Repeat every line below exactly, word for word.

"""

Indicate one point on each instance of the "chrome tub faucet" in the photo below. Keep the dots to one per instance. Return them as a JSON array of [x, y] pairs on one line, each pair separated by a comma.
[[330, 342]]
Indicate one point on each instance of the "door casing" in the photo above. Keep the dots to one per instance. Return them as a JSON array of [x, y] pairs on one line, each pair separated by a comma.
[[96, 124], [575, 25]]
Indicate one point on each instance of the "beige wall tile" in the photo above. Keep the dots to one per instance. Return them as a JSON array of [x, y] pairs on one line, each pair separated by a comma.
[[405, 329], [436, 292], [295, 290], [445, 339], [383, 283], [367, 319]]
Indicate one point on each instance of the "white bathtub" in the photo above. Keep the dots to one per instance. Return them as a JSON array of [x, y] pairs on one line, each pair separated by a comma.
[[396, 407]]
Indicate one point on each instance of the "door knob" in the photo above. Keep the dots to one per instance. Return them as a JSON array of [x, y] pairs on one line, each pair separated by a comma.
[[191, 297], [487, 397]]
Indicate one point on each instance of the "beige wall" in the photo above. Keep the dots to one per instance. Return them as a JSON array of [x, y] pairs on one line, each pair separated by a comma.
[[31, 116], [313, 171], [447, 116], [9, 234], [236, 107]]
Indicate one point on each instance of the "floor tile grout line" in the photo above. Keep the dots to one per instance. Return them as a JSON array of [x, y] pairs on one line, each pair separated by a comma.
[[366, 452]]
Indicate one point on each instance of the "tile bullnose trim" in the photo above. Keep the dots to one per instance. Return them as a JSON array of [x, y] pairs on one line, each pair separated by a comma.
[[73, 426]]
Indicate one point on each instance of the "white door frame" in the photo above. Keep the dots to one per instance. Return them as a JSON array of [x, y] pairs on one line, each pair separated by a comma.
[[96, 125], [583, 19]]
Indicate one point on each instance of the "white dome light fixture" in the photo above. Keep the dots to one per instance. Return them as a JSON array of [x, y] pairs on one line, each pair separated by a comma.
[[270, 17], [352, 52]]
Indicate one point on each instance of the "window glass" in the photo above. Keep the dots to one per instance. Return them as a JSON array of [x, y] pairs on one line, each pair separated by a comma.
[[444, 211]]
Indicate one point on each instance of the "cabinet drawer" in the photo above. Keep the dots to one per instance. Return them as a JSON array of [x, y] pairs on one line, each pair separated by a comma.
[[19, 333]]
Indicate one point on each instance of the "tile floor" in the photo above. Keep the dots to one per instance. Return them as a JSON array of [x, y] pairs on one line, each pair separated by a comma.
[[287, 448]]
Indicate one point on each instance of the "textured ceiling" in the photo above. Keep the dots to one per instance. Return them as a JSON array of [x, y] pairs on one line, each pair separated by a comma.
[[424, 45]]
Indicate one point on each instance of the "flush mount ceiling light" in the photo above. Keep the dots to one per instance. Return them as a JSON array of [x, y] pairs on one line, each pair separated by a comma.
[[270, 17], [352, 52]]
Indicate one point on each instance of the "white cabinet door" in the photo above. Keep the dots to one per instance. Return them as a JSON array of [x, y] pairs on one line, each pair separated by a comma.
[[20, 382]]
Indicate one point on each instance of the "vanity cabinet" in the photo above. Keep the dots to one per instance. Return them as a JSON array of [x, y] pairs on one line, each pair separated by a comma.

"""

# Response to the task
Indicate one point on each instance of the "chrome tub faucet" in the photo below. Keep the dots to one per instance. Return them as a JSON array of [x, y] pairs on one line, each pair separated by a comma.
[[330, 342]]
Indicate one point on each instance of the "door casing" in the photo above. Keep the dots to one per instance. Return them as a JSON array of [x, y] pairs on one line, each pair separated by a comma.
[[96, 124], [575, 25]]
Indicate one point on each instance of the "beige wall tile" in the photo above. Keep the dots to one per instance. Return them as a JSON array of [x, y] pairs on one line, each pair separated by a comma.
[[405, 329], [436, 292], [295, 290], [445, 339], [383, 283], [367, 319]]
Indicate one point on each instance of the "white bathtub" in the photo above. Keep the dots to one per instance. Return them as a JSON array of [x, y] pairs on one line, each pair separated by a comma.
[[396, 407]]
Indicate one point on each instance of the "door knob" in the photo above. Keep the dots to one per instance. Return them as a JSON array of [x, y] pairs on one line, each pair separated by a comma.
[[191, 297], [487, 397]]
Indicate one point on each instance of the "beige wall" in the photo above. Keep the dots to one per instance. Return them as a JSON array of [x, y] pairs on one line, each pair separated by a comma.
[[31, 116], [313, 171], [447, 116], [9, 234], [236, 107]]
Indicate one point on each instance of the "floor tile grout line" in the photo above. Keep the dots to one per instance. Return them as a JSON array of [x, y] pairs on one line, each pair separated by a comma.
[[366, 452]]
Indicate one point on each instance of the "tile bullnose trim" in the photo above. Keep the dots to one per instance. Return them as a JSON array of [x, y] pairs on one line, each pair separated by a comma.
[[73, 426]]
Indicate one point on each instance of the "white door frame" in the photo above. Keep the dots to one per instance. Return them as a JSON array of [x, y] pairs on one line, each pair separated by a comma.
[[96, 125], [583, 19]]
Indicate one point on each instance of the "white dome light fixture" in the photo above. Keep the dots to one per instance. Return them as a JSON array of [x, y] pairs on one line, each pair separated by a comma.
[[270, 17], [352, 52]]
Indicate one point on each instance of the "window glass" in the photo above. Keep the dots to one per instance. Return them as a JSON array of [x, y] pairs on one line, each pair separated by a comma.
[[444, 211]]
Indicate one point on each instance of the "cabinet drawer" in the photo above. Keep the dots to one per instance. Return them as a JSON array of [x, y] pairs on one line, each pair separated by a comma.
[[19, 333]]
Indicate one point on each instance of the "tile floor" in the photo above. Keep the dots to one per instance. Return them as a JSON array of [x, y] pairs on one line, each pair separated by a comma.
[[287, 448]]
Indicate one point on each instance of the "textured ceiling" in the photo above. Keep the dots to one per instance. Return them as a JSON array of [x, y] pairs on one line, each pair separated by a comma.
[[424, 45]]
Indicate one point on each instance of the "flush mount ceiling light" in the photo above. Keep the dots to one per instance. Return them as a JSON array of [x, y] pairs on one line, each pair separated by a comma.
[[270, 17], [352, 52]]
Indicate one point on each instance of the "white cabinet door" in the photo above. Keep the dots to one per instance. Return them as a JSON array of [x, y] pairs on one line, each pair separated by a comma.
[[20, 382]]
Indicate one point on each instance of the "vanity cabinet" in the photo above. Keep the dots to one per instance. Return them as a JSON array of [x, y] pairs on one line, each pair separated by a comma.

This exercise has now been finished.